Refeição era algo que eles não faziam há muito tempo. As costelinhas, ainda bem flexíveis e finas, estavam espetando as mãos de quem tentava lhes acariciar.

Era urgente alimentá-los e abrigá-los. O resto viria depois.

Infelizmente, nossa casa é território de lobos e não temos recintos apropriados para tigres.

Tivemos que improvisar um banheiro, abafado e quente, pra que eles pudessem ficar em segurança.

São dois irmãozinhos que estão sendo chamados de Cebolinha e Mônica. O Cebolinha é o menino com manchinha branca entre os olhos.

A Mônica é mais pretinha, com manchinha no peito e uma gravatinha borboleta logo abaixo do focinho, que se parecem com os dentinhos da personagem dos quadrinhos.

########

_Aplicando a leitura:_
**a.** Resuma o trecho em duas frases.
**b.** Reproduza sem alterações a parte do trecho que começa em "Era urgente alimentá-los" e vai até "entre os olhos.".
As linhas que vêm depois do trecho são um material à parte.

[Dados armazenados]
########

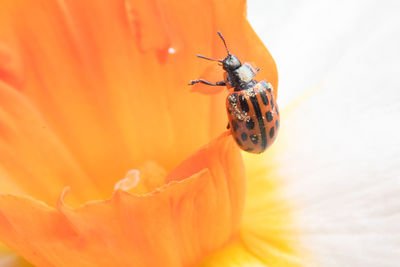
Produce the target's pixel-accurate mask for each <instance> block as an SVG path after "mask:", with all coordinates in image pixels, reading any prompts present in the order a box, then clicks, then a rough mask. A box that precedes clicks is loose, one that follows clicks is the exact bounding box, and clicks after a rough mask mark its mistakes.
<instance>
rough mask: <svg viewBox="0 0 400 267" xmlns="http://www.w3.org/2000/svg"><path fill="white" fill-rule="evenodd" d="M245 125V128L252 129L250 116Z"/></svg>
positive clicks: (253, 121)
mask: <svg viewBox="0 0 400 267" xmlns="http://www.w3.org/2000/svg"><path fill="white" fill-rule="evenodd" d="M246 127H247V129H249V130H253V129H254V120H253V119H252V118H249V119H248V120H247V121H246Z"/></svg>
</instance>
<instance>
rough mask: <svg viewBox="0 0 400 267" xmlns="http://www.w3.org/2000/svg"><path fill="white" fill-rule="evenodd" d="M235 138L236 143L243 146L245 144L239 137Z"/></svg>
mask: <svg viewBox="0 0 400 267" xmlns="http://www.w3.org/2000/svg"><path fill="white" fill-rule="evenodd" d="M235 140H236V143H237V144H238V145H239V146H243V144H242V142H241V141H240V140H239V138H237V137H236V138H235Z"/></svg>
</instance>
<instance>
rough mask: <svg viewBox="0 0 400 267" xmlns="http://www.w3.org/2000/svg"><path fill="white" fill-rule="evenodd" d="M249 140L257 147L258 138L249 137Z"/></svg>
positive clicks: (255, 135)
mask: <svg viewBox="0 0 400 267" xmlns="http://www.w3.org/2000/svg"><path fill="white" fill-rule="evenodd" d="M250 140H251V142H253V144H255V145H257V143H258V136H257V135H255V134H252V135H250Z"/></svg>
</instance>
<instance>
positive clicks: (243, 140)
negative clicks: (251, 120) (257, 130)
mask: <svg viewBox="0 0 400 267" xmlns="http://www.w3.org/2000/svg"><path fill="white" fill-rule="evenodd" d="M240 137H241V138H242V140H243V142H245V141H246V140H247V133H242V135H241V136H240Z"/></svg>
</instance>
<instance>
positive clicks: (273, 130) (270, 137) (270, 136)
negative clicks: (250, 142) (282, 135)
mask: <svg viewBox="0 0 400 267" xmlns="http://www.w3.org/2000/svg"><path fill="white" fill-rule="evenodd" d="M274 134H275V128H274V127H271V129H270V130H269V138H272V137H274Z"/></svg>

########

_Respostas dos exercícios:_
**a.** Dois irmãozinhos, chamados Cebolinha e Mônica, estavam muito magros e sem se alimentar havia muito tempo, e era urgente dar a eles comida e abrigo. Como a casa é território de lobos e não há recintos para tigres, foi improvisado um banheiro para mantê-los em segurança, e cada um se reconhece por suas manchinhas.

**b.**
Era urgente alimentá-los e abrigá-los. O resto viria depois.

Infelizmente, nossa casa é território de lobos e não temos recintos apropriados para tigres.

Tivemos que improvisar um banheiro, abafado e quente, pra que eles pudessem ficar em segurança.

São dois irmãozinhos que estão sendo chamados de Cebolinha e Mônica. O Cebolinha é o menino com manchinha branca entre os olhos.